- **Task instructions**:
Reproduce verbatim the data below from the line containing "126, row 148." through the end of the data, including both of those lines.

- **Data**:
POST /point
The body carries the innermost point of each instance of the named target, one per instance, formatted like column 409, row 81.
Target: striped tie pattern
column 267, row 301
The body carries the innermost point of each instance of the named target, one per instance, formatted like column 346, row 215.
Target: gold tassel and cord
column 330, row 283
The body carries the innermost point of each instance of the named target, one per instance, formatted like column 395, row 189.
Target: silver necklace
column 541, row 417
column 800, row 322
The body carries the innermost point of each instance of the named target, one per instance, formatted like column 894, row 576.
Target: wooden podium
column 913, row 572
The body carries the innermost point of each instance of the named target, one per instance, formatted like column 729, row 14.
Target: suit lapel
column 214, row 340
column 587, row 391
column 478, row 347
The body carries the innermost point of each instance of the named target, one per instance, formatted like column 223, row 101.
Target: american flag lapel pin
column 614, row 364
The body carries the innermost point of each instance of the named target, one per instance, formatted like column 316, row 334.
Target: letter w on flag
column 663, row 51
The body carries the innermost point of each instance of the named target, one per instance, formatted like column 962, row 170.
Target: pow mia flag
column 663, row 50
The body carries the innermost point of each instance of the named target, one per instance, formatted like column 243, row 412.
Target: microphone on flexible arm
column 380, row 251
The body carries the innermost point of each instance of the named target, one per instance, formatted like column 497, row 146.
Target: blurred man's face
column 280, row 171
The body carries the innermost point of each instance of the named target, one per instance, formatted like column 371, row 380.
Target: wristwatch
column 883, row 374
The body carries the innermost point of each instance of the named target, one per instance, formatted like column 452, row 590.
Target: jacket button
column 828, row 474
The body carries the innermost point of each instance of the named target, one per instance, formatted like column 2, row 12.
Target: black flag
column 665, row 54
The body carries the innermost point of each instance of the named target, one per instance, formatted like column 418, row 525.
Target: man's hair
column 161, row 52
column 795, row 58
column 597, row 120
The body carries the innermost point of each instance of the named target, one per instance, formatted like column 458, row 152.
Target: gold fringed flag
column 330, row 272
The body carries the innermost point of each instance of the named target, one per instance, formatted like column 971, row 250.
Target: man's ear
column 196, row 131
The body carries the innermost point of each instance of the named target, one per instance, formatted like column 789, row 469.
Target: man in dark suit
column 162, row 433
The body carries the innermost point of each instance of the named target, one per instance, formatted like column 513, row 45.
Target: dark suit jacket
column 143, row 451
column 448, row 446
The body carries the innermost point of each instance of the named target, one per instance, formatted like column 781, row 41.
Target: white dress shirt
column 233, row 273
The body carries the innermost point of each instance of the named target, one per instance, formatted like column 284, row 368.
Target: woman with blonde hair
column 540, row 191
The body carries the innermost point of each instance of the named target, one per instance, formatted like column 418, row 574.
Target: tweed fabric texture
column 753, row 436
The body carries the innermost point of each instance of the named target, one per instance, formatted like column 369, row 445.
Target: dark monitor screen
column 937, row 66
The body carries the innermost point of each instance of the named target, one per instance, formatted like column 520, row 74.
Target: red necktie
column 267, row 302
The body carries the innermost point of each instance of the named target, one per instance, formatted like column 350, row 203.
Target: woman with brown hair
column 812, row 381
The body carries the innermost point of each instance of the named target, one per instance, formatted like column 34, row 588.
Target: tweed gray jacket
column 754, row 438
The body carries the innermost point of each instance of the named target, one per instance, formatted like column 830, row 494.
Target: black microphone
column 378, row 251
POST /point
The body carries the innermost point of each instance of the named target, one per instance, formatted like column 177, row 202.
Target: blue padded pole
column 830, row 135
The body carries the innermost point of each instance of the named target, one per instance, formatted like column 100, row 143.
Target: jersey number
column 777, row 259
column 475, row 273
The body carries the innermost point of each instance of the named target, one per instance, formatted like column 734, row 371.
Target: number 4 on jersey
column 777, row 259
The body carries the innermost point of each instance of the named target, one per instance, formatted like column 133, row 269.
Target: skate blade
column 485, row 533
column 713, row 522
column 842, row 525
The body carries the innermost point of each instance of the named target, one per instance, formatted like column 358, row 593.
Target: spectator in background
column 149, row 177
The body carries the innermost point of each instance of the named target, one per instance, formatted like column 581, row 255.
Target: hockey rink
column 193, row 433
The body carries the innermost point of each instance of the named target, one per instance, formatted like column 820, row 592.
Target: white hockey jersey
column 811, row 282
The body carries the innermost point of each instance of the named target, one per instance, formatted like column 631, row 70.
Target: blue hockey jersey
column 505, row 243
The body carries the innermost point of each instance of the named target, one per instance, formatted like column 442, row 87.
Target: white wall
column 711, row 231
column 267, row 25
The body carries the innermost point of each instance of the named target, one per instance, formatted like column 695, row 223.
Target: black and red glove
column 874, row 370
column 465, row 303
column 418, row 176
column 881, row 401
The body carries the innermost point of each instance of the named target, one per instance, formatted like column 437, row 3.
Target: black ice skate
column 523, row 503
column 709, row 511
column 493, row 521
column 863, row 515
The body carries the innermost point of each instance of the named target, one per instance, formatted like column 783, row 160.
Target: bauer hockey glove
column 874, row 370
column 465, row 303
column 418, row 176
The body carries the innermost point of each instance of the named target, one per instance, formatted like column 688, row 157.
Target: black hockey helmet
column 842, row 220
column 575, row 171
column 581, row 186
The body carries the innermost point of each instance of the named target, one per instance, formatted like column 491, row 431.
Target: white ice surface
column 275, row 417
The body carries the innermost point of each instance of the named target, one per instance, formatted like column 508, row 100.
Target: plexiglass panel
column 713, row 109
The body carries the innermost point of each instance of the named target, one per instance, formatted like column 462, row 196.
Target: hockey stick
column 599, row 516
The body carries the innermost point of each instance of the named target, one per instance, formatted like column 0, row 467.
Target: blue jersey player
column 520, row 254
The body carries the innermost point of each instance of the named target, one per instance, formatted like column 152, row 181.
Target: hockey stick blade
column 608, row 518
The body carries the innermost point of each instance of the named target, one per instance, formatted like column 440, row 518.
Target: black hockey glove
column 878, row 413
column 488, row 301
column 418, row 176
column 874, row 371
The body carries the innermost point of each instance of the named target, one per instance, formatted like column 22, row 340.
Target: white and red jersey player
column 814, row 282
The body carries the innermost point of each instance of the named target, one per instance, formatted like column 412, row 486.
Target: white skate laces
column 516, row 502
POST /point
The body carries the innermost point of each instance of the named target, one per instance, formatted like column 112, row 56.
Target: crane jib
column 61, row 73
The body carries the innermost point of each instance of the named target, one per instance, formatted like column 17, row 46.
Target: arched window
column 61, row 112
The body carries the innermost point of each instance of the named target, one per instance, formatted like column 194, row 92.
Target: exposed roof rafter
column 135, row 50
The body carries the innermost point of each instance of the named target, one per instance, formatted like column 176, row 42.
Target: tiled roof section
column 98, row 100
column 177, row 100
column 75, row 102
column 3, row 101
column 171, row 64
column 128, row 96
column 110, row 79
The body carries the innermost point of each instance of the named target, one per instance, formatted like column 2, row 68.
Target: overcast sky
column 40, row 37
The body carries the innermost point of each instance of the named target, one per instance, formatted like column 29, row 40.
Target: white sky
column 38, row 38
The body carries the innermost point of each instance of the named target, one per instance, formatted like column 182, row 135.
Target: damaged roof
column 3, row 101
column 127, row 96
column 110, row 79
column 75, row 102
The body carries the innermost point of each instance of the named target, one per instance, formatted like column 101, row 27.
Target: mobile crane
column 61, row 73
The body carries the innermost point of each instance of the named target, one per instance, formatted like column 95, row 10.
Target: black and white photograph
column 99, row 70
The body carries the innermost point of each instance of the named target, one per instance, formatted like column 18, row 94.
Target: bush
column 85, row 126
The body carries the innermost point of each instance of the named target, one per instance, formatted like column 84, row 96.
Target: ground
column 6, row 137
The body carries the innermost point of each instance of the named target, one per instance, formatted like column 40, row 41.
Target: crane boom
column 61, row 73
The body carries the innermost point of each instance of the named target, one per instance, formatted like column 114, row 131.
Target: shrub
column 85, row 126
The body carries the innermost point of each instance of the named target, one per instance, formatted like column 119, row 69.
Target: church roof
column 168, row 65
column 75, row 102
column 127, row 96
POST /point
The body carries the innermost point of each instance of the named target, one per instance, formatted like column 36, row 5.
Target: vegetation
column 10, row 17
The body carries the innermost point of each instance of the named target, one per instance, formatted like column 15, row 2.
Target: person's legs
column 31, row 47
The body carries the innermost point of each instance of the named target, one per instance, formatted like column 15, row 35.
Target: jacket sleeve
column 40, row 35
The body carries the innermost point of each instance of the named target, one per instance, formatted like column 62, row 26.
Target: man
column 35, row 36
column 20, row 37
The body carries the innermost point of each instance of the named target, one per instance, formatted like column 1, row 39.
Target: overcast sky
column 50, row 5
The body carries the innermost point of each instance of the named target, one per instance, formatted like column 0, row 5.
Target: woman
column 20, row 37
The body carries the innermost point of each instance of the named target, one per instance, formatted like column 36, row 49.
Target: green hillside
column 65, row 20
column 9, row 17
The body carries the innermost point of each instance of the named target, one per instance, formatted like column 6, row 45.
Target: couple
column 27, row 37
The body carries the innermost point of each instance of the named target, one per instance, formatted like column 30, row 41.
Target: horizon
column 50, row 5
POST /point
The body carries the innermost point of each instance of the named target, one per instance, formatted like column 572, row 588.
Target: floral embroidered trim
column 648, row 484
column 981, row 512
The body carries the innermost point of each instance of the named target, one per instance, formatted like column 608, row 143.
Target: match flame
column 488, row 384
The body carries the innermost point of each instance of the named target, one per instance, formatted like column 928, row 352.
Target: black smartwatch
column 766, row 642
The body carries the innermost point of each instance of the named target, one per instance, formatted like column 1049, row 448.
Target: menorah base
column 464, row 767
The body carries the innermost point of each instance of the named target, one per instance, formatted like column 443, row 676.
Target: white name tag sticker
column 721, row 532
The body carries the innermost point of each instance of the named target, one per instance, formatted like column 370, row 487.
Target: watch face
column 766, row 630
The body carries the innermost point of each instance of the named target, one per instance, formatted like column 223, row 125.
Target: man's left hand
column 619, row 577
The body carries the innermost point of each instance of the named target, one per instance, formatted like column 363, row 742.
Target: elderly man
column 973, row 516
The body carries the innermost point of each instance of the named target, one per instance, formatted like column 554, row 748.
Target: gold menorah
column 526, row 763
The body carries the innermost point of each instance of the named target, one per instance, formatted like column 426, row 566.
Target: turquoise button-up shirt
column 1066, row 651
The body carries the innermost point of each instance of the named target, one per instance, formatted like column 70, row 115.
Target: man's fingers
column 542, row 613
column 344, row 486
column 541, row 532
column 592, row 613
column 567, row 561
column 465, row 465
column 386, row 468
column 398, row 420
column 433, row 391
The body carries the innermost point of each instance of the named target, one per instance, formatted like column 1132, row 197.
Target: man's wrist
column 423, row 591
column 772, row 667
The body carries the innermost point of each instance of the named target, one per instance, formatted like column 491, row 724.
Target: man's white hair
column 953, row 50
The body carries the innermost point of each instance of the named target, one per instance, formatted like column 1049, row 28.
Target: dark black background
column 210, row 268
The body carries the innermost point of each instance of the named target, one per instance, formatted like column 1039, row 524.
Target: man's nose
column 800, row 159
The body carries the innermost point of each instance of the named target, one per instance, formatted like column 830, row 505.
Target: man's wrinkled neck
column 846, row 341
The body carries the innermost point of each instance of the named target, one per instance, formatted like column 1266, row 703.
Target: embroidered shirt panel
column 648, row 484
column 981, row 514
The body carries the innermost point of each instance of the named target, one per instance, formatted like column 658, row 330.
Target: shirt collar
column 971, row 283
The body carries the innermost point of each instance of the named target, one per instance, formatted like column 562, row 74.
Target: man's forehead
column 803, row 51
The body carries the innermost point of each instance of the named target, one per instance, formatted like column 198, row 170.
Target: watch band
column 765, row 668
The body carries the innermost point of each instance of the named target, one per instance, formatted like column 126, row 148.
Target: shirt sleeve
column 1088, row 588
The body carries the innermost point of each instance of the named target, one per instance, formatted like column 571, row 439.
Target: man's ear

- **Worked answer**:
The body carries the innermost point of each instance of the named target, one per instance, formatted like column 126, row 148.
Target: shirt sleeve
column 1088, row 588
The body carries the innermost point of each instance of the named target, one per instance, formatted like column 571, row 439.
Target: man's ear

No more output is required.